The steadfast loyalty of his political companions who had suffered for their beliefs, in some cases to the extent of five years in prison, was probably the principal reason for starting again with them in the British Union. His own dreams were shattered. With dreary regularity, even while we were in prison, the predictions he had made concerning the Empire had come true. Churchill’s ‘we shall never surrender’ was shown to be an empty boast when an army of 130,000 surrendered unconditionally to less than half its number of Japanese at Singapore in 1942; the greatest military defeat in our history. It had been obvious from the very beginning that if we declared war in Europe the world-wide Empire would be lost for ever. That most people now think this is all to the good is neither here nor there. The Empire was a phenomenon which had posed a challenge and an opportunity. It contained every human talent, every raw material; it had an unrivalled potential for the prosperity of all its inhabitants of every race. Now it had been thrown away as a result of the war. The prospect of being a big frog in the little puddle that Britain had become hardly interested him, though he thought United Europe a worthy cause.
For me personally it was an idea I could embrace unconditionally. I had never been able to see how ‘colonialism’ could be made to work. It is a source of unending resentments.
He thought he should have a try at getting into Parliament, where with his outstanding talents he could have made his voice heard. Naturally ‘against him would have been directed all the malignant efforts of envious mediocrity’, but that he could very easily have dealt with. When he failed in his attempt he concentrated upon his European and economic ideas. With regard to Britain, he retained his indomitable optimism for a possibly distant future, but he felt himself to be a European and therefore lived most of the time in France, part of the ‘Nation of Europe’, after he left Crowood in 1951.
At Crowood he had employed two secretaries and written My Answer and The Alternative, considered by Henry Williamson his best book.
He published a little ‘Mosley News Letter’, but it only reached the converted. He began to speak in public once again; it was the only method whereby he could expound his ideas, as he had no newspaper. The Press only reported meetings if there was a row of some sort; ideas are not ‘news’. Most halls were closed to him by local Labour Councils.
He held big meetings in London at Porchester Hall and Kensington Town Hall; also at the Free Trade Hall in Manchester, and in Birmingham. He was an extraordinary orator, with a power to move his audience, perhaps for this reason he was banned from radio and, later, television; people went to great lengths to prevent his voice from being heard.
He very often spoke in the streets when halls were refused, and I am not sure to what extent he realized how infinitely less effective open-air meetings inevitably are. It is hard to concentrate when people are moving about, or, as in Trafalgar Square, pigeons are fluttering and children playing. Occasionally, if a fight was expected, a television team would appear, and on the news there would be pictures of men bashing each other, but his speech was ignored.

◆ ◆ ◆ ◆ ◆ ◆ ◆

WHAT IS ASKED -
Please answer these questions about the memoir excerpt above:
1. How large was the army that surrendered at Singapore in 1942?
2. Which two books were written at Crowood?
3. In what year did he leave Crowood?

Bounding box annotation entries

◆ ◆ ◆ ◆ ◆ ◆ ◆

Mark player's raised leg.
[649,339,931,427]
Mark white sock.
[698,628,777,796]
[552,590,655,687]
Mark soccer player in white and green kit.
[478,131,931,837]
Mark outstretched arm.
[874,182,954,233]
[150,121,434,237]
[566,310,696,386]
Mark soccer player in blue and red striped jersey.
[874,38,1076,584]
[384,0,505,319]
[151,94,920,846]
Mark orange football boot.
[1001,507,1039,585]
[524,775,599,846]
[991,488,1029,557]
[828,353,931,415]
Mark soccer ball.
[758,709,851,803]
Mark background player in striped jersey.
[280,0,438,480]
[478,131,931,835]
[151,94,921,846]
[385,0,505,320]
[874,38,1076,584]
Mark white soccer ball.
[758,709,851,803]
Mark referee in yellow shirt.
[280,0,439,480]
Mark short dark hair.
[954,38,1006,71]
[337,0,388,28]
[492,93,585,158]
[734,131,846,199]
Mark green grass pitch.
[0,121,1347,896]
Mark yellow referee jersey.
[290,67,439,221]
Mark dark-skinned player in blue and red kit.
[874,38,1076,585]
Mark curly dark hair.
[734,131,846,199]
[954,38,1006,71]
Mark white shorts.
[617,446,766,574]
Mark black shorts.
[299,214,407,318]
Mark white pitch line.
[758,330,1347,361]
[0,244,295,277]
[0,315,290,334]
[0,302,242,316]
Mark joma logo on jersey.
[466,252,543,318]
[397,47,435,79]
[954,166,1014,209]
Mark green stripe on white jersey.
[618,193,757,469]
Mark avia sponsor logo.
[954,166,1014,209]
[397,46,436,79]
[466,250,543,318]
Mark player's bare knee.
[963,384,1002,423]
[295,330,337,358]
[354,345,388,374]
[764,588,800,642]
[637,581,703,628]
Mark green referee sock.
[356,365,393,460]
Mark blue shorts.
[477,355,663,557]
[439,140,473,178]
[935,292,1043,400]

◆ ◆ ◆ ◆ ◆ ◆ ◆

THE RESPONSE -
1. 130,000
2. My Answer and The Alternative
3. 1951